▸ **MATERIAL PROVIDED**
______

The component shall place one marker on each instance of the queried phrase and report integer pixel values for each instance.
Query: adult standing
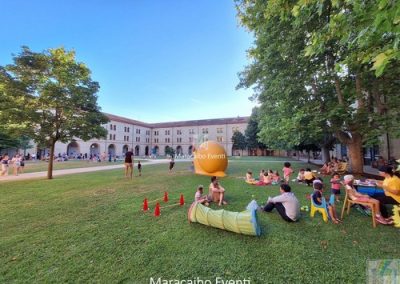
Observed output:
(171, 164)
(4, 165)
(286, 204)
(129, 163)
(391, 187)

______

Retype the data above exactly; pictures are not part of the copy.

The component shall place one marker on each instance of the queried phrase and report integer pixel values for each instance.
Query: adult standing
Observed output:
(171, 164)
(4, 165)
(286, 204)
(129, 163)
(391, 187)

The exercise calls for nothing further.